Every line holding the string "paper" should be copied out of the listing.
PROVIDED RECORDS Block Start
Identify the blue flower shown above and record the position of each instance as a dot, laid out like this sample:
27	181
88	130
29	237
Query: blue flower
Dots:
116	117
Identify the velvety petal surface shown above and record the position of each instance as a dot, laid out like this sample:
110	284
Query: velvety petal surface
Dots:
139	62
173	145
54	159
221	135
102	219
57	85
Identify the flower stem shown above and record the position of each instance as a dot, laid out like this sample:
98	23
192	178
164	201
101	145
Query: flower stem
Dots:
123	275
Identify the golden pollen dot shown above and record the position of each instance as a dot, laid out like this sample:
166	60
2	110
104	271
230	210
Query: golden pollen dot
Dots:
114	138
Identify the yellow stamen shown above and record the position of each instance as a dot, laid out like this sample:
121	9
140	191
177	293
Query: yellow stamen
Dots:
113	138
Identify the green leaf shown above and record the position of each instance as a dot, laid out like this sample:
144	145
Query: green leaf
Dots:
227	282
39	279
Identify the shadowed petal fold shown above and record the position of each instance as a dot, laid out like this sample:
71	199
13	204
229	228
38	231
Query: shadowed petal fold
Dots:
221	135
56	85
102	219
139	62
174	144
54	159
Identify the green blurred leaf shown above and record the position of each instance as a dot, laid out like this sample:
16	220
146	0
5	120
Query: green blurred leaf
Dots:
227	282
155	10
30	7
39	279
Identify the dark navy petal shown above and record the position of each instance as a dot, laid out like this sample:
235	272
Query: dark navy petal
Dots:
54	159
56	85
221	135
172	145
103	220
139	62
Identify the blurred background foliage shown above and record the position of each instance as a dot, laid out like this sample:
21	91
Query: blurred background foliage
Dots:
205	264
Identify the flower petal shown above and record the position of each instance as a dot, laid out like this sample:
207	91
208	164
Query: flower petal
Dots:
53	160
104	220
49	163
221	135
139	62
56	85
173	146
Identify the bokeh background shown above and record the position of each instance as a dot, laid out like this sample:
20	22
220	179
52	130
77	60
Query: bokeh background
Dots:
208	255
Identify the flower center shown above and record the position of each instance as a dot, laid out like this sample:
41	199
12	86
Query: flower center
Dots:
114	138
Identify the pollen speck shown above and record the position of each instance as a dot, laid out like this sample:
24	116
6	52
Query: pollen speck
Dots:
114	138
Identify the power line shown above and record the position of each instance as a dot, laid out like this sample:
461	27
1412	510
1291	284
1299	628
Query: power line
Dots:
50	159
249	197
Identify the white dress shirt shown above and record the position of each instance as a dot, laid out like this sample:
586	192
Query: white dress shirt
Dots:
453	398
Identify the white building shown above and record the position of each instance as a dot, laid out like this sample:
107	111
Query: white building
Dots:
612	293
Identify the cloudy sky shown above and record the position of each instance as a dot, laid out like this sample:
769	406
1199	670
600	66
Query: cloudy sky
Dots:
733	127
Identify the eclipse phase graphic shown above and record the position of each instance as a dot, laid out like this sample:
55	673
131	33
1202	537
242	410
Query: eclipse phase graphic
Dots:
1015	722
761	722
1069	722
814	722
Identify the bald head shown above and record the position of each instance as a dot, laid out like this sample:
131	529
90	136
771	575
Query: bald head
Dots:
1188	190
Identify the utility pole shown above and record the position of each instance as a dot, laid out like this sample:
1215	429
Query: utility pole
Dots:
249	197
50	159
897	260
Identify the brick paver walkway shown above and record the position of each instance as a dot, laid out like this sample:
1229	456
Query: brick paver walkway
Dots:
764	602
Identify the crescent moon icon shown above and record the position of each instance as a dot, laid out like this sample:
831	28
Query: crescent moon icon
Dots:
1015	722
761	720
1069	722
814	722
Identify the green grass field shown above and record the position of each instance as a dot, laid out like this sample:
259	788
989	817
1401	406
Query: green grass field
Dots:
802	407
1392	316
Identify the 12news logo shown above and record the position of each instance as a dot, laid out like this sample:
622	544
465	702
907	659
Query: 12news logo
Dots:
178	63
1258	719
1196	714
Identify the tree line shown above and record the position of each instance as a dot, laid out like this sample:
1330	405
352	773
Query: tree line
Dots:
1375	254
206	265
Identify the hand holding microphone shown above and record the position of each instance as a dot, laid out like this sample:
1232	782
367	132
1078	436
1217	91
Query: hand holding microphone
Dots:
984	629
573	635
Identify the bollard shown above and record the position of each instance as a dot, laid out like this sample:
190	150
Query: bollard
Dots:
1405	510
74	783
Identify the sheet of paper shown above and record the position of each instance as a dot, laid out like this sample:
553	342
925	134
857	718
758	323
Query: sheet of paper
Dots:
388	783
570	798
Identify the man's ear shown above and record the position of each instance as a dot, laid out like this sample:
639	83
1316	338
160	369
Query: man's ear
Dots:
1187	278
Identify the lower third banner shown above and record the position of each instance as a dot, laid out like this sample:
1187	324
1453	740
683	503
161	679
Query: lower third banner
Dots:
PROVIDED RECORDS Block End
EXERCISE ANSWER
Identify the sheet of paper shown above and record the position of each instance as a dot, laid out like this sample:
Query: sheet of paper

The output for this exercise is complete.